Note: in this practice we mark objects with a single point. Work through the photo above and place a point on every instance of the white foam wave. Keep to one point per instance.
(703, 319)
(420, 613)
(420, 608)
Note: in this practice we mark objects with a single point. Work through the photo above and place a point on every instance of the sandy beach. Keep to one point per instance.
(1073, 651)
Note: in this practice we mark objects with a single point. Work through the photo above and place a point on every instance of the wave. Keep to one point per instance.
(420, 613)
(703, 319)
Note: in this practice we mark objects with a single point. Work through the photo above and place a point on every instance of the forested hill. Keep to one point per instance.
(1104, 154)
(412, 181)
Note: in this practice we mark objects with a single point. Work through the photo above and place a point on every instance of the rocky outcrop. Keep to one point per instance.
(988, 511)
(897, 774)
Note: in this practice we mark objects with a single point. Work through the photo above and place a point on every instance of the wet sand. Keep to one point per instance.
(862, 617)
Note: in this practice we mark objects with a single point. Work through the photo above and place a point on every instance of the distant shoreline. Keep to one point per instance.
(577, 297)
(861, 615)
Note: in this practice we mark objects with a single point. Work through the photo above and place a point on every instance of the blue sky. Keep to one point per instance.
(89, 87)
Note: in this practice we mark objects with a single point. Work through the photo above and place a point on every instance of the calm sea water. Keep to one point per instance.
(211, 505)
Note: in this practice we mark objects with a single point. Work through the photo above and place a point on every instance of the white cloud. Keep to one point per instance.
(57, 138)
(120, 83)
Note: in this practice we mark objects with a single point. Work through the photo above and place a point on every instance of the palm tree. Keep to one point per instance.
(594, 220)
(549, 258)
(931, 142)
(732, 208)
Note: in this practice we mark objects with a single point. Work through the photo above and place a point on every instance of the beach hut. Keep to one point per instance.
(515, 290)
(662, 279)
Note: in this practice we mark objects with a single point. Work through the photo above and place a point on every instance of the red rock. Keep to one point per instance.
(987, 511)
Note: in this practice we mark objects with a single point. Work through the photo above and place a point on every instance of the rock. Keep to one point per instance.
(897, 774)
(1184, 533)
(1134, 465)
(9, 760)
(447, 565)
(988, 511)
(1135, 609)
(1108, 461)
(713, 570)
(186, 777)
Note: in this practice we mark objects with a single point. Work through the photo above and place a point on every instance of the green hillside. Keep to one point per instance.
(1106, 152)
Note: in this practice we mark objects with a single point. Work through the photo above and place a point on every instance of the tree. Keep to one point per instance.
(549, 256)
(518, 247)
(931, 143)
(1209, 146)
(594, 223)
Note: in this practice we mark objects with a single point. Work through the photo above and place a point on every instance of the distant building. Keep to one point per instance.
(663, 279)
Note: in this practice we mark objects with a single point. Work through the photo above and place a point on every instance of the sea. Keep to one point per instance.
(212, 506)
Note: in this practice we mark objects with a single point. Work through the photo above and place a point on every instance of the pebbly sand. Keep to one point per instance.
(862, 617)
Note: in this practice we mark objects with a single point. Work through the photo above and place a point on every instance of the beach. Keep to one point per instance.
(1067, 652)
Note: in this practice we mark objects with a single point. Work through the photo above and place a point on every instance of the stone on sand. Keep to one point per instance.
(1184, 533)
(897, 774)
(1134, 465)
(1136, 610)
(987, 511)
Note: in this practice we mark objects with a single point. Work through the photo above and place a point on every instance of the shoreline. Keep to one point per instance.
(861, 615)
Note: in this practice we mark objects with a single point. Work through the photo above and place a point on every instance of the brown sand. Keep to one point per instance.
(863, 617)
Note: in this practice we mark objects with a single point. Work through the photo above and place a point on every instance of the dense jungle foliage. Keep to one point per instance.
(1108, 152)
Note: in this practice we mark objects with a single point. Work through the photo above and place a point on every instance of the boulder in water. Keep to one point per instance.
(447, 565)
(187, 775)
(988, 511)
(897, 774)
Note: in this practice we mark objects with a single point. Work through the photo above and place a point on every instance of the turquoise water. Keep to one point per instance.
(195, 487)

- Exercise brief -
Copy the records above word for word, beginning with the line that contains "sea. Keep to one point per instance." and ending with the last line of the records.

- Answer in full -
Note: in this practice we mark objects with a single point. Work through the photo above and place a point on every instance of the sea. Keep to one point per instance.
(212, 506)
Note: in this practice we mark objects with a single point. Work through the photo above and place a point on every instance of the pebbly sand. Keep to one point per instance.
(862, 617)
Note: in this practice we mark objects with a single point. Work through the photo above and place a point on every instance of the beach. Keep to one point per instance.
(1067, 652)
Note: in this practice we mark objects with a single point. Work through the photo above and place a point on every instance of the stone on sand. Keep to one point per instance.
(1184, 533)
(897, 774)
(1134, 465)
(1136, 610)
(987, 511)
Note: in this practice we mark objects with a single point. Work through the photo above and place a point on every instance of the shoreline. Keep to one point per instance.
(861, 615)
Note: in this practice we mark objects with a single point. Work through the photo above and place a point on every instance of the brown sand. Keep to one point per instance.
(863, 617)
Note: in this practice we mark objects with a single point. Work through the photo above and place a point on every instance of the dense jungle foliage. Keep to one point per instance.
(1108, 152)
Note: in this practice we mark objects with a single point. Work through the photo above and place a point on every instance of the boulder in water. Keep to one point per instance.
(447, 565)
(187, 775)
(988, 511)
(897, 774)
Note: in this practice we mark objects with a single point. Work through the photo above and place a point on every instance of the turquoise water. Keep to one point per instance.
(195, 487)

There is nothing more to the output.